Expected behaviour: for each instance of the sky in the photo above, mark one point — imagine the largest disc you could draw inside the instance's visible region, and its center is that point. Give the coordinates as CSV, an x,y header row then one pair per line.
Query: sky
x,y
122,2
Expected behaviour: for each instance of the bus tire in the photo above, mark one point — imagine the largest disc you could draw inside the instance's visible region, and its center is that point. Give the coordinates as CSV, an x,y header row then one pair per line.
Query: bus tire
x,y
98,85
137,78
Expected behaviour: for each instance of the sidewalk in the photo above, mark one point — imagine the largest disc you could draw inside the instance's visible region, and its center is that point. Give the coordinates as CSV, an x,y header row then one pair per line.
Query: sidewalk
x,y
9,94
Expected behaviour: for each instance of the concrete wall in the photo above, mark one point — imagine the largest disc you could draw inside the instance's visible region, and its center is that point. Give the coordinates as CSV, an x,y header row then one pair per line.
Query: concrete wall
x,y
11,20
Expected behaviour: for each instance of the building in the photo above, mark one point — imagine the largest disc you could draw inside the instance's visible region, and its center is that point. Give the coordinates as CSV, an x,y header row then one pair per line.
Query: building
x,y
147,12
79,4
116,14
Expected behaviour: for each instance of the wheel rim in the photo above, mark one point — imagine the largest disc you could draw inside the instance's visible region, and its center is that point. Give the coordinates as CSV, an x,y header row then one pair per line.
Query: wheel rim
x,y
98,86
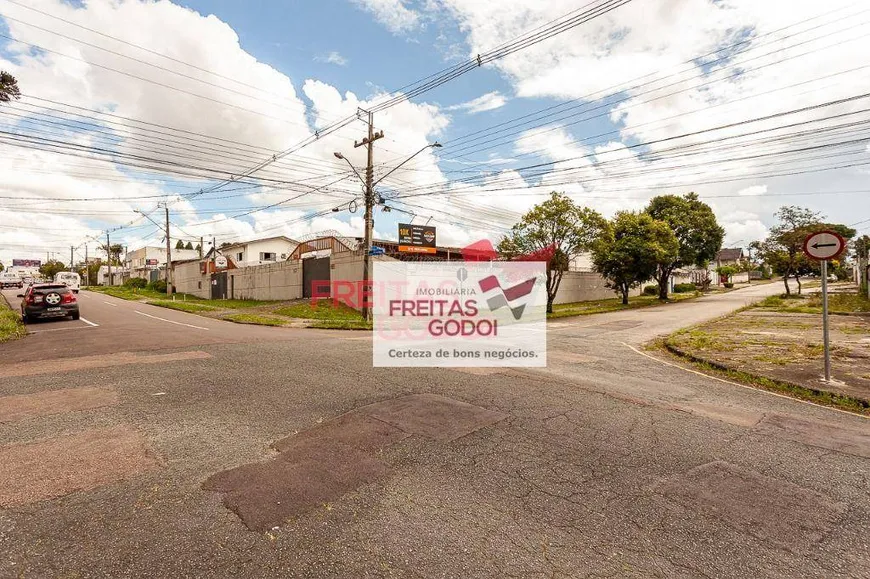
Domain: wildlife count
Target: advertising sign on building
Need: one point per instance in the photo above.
(416, 238)
(445, 314)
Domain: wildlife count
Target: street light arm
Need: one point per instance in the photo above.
(390, 172)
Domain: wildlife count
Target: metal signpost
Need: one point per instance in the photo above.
(822, 246)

- **WHAT THIS TASK INVOLVES**:
Quote the preceding records in their entirety, excluding every picture.

- **TASK RESULT**:
Expected behaviour: for each instance of the sky in the photo above, mark one point — imagine the largest disc you could draw inside the instance's visible region, and its center is that point. Give the coordinates as CSV, an x,y header row then one pair per line.
Query: sky
x,y
122,2
Expected behaviour: for each instance of the bus tire in the photo above, mark one point — imagine the largest disc you could draw inside the instance's visible region, and its center is that point. Give the coordinates as CSV, an x,y header row then one pair per line.
Query: bus tire
x,y
98,85
137,78
Expected behaviour: for each instance of the sidewalk in the photo above, mark one point — imagine the largest disc you could draw inside the instance's visible region, and its center is that point. Give the coordinates as CSV, an x,y header row then one pair per line.
Query: sidewalk
x,y
9,94
Expected behaviour: for each instance of the concrete wall in the photo above, mark one point — imagine the largest disc you could draw inside the instance's visible region, and its center is that point. Give the coordinates as CSV, an x,y header row then one pair per line.
Query: concrete wall
x,y
11,20
Expected behaviour: for each instance of the building in the photo above, mark one point — imagine the largest disc you could draw inside the instance's visible region, and its center is that point. Give the coordinates as CSV, an x,y header row then one pair per line.
Query: building
x,y
147,12
79,4
116,14
Expected behaviour: for each instance of the wheel rim in the photo above, mark one point — imagine the largest disc you could draw inside the instance's visible region, and its center is that point. Give the coordinates as CSV, an x,y header row then one pair per line.
Query: wheel rim
x,y
98,86
Domain: wildlife count
Target: advertising sign on building
Need: one point per instance in the photo above.
(416, 238)
(445, 314)
Domain: wildlife count
Target: street light arm
Need: one point per instance in the photo above.
(390, 172)
Domain: wildlife count
Target: metal signpost
Need: one point per instance in the photo above.
(822, 246)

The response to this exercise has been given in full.